» **WHAT IS REQUIRED**
Count the lines in the records below that contain the string "every", matching case exactly. Reply with the number alone.

» **Region annotation records**
☆ ☆ ☆ ☆ ☆

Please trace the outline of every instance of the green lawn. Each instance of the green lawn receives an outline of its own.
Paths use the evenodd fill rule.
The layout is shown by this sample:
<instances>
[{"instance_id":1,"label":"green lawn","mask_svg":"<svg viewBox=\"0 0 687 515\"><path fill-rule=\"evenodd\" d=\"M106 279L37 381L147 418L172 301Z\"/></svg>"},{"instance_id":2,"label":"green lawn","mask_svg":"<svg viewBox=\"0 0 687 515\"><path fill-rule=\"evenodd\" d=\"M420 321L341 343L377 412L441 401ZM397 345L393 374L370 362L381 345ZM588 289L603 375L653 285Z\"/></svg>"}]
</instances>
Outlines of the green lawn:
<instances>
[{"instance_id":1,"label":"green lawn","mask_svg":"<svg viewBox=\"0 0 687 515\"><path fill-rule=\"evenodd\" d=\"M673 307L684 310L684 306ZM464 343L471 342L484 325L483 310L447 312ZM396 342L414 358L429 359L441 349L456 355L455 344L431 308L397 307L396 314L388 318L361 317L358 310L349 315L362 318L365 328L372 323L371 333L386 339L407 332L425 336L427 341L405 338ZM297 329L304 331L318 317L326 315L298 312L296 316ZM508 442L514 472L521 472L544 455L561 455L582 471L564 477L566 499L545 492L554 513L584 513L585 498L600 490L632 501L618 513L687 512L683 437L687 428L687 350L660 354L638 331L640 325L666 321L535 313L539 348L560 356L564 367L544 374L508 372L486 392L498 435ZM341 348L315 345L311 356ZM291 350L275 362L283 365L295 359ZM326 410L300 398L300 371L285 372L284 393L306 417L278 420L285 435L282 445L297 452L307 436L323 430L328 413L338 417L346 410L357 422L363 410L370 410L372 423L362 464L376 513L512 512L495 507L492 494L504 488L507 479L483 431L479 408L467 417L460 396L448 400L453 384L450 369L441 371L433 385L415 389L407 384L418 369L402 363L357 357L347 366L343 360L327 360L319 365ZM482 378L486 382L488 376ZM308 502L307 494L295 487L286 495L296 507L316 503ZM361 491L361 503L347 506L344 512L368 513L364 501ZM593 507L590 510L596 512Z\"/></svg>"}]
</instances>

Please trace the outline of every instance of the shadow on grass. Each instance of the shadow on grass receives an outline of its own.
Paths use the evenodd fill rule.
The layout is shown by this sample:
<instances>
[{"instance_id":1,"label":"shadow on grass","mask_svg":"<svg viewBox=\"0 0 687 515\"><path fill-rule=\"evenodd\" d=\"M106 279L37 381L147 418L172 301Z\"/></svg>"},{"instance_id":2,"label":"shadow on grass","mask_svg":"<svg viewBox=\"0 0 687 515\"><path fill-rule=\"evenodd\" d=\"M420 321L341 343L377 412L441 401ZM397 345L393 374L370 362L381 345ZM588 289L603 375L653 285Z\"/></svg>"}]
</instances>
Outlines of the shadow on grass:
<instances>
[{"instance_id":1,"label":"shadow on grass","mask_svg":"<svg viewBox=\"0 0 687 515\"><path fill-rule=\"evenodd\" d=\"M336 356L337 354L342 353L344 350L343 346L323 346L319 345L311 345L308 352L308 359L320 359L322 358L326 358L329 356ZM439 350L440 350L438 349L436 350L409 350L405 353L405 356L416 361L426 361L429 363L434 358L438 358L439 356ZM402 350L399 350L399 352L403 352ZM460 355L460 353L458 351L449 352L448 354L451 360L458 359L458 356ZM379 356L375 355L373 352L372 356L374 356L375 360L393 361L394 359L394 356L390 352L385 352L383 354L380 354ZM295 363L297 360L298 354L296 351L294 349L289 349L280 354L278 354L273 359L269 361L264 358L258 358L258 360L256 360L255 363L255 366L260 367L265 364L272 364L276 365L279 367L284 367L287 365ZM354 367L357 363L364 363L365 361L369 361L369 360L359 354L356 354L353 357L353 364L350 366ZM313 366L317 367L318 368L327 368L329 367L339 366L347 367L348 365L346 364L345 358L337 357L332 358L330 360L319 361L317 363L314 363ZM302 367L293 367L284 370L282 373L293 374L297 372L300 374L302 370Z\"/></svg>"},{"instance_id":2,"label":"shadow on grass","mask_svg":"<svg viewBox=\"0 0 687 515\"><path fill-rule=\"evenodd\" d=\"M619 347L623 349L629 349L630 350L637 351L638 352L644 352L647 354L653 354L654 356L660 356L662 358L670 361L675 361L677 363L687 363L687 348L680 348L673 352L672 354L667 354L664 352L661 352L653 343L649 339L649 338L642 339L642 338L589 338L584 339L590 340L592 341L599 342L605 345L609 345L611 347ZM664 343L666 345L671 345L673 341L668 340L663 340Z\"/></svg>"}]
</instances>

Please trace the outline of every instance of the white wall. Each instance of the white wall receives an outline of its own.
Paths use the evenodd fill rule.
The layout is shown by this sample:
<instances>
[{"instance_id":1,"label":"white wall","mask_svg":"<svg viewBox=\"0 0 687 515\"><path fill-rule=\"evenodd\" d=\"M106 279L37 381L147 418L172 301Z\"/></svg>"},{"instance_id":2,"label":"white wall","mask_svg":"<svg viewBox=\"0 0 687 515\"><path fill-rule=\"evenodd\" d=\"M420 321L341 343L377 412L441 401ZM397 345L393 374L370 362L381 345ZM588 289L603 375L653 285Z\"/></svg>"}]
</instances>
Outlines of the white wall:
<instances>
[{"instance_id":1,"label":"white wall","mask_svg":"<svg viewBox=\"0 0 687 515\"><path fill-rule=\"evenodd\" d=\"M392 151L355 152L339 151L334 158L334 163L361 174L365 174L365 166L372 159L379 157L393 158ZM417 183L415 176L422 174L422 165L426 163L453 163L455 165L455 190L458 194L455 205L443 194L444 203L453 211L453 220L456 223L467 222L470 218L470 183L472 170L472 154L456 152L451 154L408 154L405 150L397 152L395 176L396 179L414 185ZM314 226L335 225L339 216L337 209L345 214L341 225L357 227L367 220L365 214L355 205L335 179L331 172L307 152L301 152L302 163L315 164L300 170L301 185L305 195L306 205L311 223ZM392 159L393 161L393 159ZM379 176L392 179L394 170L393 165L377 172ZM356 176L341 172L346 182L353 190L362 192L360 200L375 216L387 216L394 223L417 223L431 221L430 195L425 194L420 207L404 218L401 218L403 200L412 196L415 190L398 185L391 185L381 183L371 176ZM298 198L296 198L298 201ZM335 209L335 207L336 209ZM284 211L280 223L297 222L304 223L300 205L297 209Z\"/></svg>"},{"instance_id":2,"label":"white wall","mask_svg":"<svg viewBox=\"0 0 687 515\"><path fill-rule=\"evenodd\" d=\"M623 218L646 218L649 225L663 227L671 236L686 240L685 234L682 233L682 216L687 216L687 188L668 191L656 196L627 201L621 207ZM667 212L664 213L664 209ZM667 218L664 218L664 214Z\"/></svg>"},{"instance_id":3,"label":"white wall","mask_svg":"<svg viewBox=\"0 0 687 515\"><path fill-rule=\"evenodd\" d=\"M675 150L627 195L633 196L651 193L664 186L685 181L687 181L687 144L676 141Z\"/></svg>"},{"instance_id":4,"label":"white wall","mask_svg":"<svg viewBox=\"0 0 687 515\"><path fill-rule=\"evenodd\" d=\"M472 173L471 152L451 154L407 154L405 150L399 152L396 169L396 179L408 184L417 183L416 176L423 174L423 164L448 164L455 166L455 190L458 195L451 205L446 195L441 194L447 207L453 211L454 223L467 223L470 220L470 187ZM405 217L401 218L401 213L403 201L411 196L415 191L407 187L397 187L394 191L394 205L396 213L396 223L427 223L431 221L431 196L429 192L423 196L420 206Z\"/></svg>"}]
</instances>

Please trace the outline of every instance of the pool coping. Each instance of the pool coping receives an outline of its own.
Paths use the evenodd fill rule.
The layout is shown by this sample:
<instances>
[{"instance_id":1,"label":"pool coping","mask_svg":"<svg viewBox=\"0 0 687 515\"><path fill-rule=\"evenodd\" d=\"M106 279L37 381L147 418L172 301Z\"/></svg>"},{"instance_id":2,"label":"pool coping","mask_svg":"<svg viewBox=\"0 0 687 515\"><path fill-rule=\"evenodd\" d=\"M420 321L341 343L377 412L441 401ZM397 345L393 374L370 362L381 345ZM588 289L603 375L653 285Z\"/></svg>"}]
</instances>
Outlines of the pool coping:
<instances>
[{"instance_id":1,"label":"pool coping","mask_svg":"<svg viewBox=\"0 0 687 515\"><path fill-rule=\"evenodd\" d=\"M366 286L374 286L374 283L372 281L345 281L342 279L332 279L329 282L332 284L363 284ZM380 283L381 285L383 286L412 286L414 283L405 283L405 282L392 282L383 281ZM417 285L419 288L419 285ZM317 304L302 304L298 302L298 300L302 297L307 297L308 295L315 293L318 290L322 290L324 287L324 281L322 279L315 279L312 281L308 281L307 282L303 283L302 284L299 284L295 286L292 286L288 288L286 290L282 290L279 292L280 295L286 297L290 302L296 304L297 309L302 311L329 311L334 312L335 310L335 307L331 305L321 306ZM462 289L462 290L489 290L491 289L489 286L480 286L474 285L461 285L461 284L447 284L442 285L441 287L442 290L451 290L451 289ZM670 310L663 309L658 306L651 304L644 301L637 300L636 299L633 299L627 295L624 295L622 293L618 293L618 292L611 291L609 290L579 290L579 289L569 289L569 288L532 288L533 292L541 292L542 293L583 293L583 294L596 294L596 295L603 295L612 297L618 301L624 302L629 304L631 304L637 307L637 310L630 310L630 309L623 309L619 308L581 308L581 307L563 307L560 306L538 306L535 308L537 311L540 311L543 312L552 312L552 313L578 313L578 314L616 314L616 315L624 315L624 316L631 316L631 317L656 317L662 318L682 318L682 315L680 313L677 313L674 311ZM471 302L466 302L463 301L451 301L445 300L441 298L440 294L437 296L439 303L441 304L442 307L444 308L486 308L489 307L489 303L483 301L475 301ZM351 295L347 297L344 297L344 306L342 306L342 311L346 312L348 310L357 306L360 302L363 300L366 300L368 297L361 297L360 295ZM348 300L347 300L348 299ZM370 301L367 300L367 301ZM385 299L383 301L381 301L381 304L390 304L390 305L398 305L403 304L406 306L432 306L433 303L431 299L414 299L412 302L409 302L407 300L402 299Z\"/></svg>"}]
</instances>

☆ ☆ ☆ ☆ ☆

» **TASK RESPONSE**
4